- What needs to be done: Skip the images and copy each record exactly as written.
+ + + + +
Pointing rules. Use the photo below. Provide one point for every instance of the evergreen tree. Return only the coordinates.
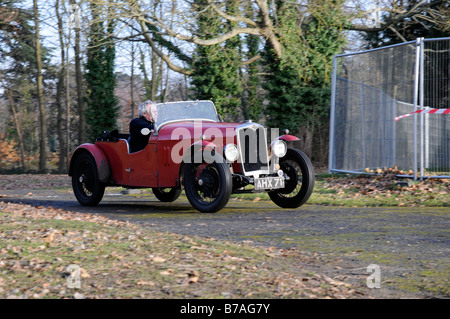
(102, 105)
(215, 67)
(298, 85)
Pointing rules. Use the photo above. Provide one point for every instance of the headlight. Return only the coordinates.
(231, 153)
(279, 148)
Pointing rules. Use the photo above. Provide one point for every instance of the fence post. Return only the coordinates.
(332, 117)
(415, 103)
(421, 106)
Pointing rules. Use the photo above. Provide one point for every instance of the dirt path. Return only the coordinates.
(411, 246)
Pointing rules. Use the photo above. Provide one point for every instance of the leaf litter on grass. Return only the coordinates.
(116, 259)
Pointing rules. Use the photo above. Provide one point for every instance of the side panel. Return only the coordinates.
(168, 169)
(117, 156)
(143, 167)
(103, 168)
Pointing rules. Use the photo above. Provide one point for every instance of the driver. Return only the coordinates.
(141, 127)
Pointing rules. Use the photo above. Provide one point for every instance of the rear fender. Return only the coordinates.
(287, 138)
(99, 157)
(193, 151)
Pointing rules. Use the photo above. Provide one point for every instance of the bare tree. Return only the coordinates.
(40, 93)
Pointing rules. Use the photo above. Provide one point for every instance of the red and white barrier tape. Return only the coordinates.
(430, 111)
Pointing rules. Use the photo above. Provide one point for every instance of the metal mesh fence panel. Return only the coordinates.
(372, 88)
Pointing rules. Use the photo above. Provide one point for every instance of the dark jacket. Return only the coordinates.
(137, 140)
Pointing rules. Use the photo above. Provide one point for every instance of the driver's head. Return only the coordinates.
(148, 110)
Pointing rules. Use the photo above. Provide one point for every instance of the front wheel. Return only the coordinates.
(208, 185)
(300, 183)
(85, 183)
(166, 194)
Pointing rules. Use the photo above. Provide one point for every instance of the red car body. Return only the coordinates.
(162, 163)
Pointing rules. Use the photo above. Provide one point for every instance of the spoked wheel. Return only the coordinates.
(300, 183)
(85, 183)
(208, 185)
(166, 194)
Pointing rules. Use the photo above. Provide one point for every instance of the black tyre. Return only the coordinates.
(208, 185)
(166, 194)
(85, 183)
(298, 188)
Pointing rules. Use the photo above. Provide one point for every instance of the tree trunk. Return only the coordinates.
(18, 129)
(59, 92)
(82, 136)
(133, 52)
(40, 93)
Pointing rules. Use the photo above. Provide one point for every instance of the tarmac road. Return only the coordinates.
(411, 246)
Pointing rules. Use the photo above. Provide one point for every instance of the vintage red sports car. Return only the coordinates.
(191, 148)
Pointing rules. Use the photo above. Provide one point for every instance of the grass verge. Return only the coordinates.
(51, 253)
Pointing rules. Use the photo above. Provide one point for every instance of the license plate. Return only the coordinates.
(269, 183)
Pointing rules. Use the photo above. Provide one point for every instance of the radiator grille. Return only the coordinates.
(252, 147)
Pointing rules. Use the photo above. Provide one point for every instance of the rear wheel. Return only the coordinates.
(85, 183)
(166, 194)
(208, 185)
(298, 188)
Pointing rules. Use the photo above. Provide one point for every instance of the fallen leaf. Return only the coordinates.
(158, 259)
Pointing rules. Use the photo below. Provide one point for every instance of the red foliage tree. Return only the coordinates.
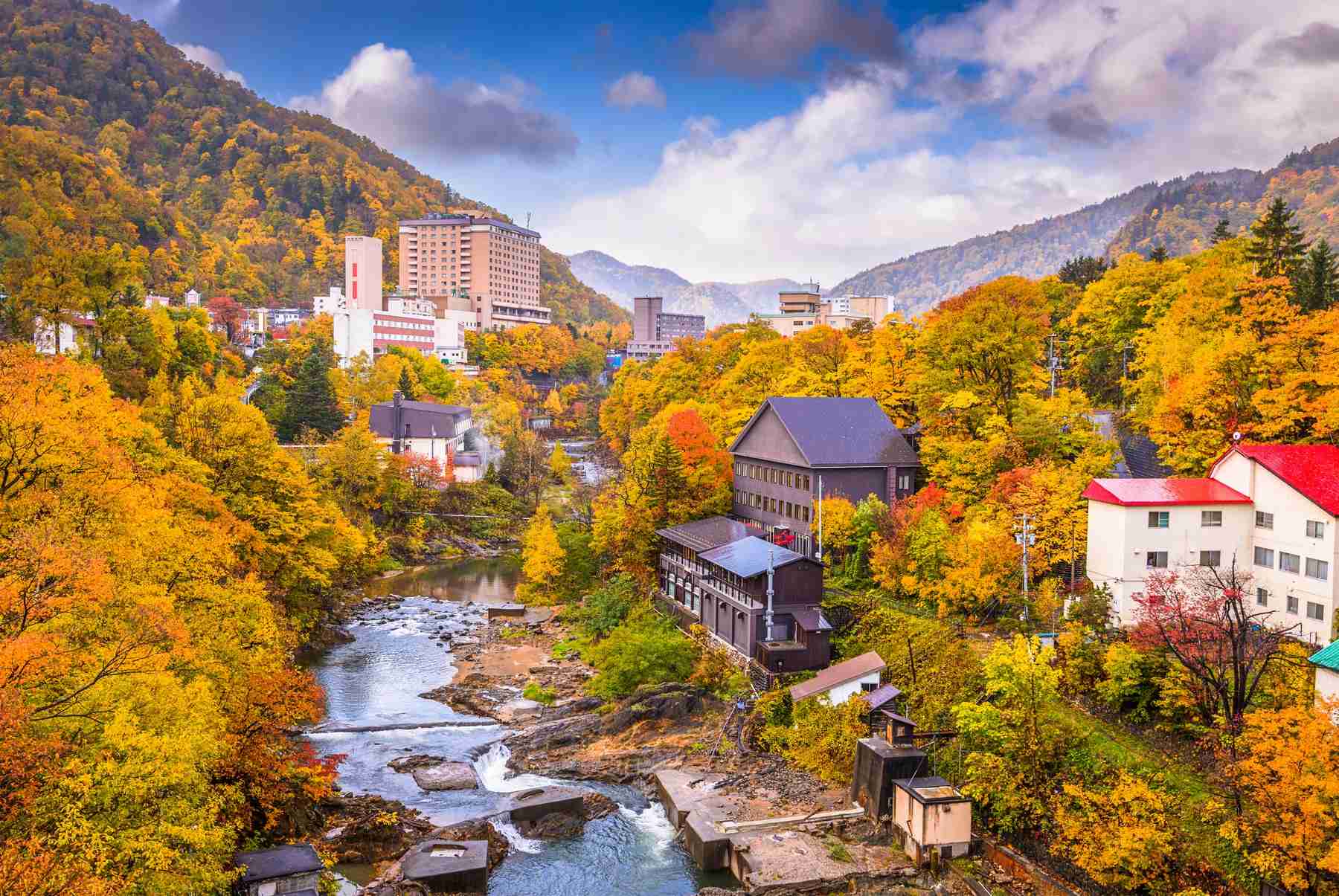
(1203, 616)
+ + + + +
- Solved problem:
Pointing rules. Use the photo below. Provide one point for every instance of the evergreen tree. Return only the coordinates.
(102, 105)
(215, 67)
(298, 85)
Pointing rules. Use the photo above. Provide one point for every instance of the headlight. Return only the coordinates.
(231, 153)
(279, 148)
Pointing rules. Use the photo above. Provide one point for every instance of the fence post. Return only the coordinates.
(332, 117)
(415, 103)
(421, 106)
Pointing rules. Use the photo above. Provide one point for every instance of the dirt path. Return only the coordinates.
(411, 246)
Pointing rules. Use the photo above. Provide one point for every instance of the leaf litter on grass. Return only the coordinates.
(116, 259)
Pointing rules. Use the photo above. Provide one point for every instance of the side panel. Return only the coordinates.
(168, 169)
(117, 156)
(143, 167)
(103, 168)
Pointing rules. Use the photo above. Provide one point for every instance of the driver. Return only the coordinates.
(141, 127)
Pointing rules. Use the photo above. Provide one point for every instance of the rear fender. Return only the coordinates.
(287, 138)
(99, 157)
(193, 151)
Pointing rules. Use the photo above. Provide one point for every instance of the bare tree. Return only the coordinates.
(40, 93)
Pointing rules. Use the photo above. Provide one point for every instance of the red and white barrier tape. Return only the coordinates.
(430, 111)
Pointing rules. Use the photo above. Provide one point for every instance of the metal mesh fence panel. Return only the coordinates.
(372, 88)
Pointing rules. Use the photo above. Provide one point for every instance of the dark jacket. Return only the coordinates.
(137, 140)
Pointing rules. Use the photo above. Provide one point for every instance of the driver's head. Return only the coordinates.
(148, 110)
Pointing rules. Use the photo above. Provide one point for every instance of the front wheel. Return only the coordinates.
(208, 185)
(300, 183)
(85, 183)
(166, 194)
Pointing rules. Use the photo above. Provide one point for every instance of the red car body. Return only the coordinates.
(162, 163)
Pointing rules. Use the photo above. Provide one point for every instance of the spoked wheel. Return only the coordinates.
(300, 183)
(85, 183)
(208, 185)
(166, 194)
Pointing rules. Use the photo above. Provide one point for every instance of the black tyre. Return only the coordinates.
(208, 185)
(166, 194)
(85, 183)
(298, 188)
Pointing rules. Use the photo above. Provide one point for every instance of the tree trunk. Return only the coordinates.
(18, 129)
(59, 92)
(82, 136)
(133, 52)
(40, 93)
Pointing rules. Use the photo above. Provide one point for every instance of the tarmac road. Return only the coordinates.
(411, 246)
Pointing rules. Use the photo above. Provide one point for every instance of the vintage red sports car. Return only the coordinates.
(191, 148)
Pointing rules. Use the photo above. Provide one point for every instance of the grass verge. Return only the coordinates.
(51, 253)
Pointing rules. Use the photo above. Provide one point for every instance of the license plate. Return only the coordinates.
(269, 183)
Pointing rules. Use the photo above. Provide one point for every instance of the radiator grille. Return only the coordinates.
(252, 147)
Pointing rules. Use the photo above. Provide one point for every instance of the rear wheel. Return only the coordinates.
(85, 183)
(166, 194)
(208, 185)
(298, 188)
Pointing rules. Use the photo above. Provide one point for every instance of the fallen leaf. Return only the coordinates.
(158, 259)
Pointing rules. Use the photo below. Provide one point for every instance of the red foliage tree. Return only the coordinates.
(1203, 616)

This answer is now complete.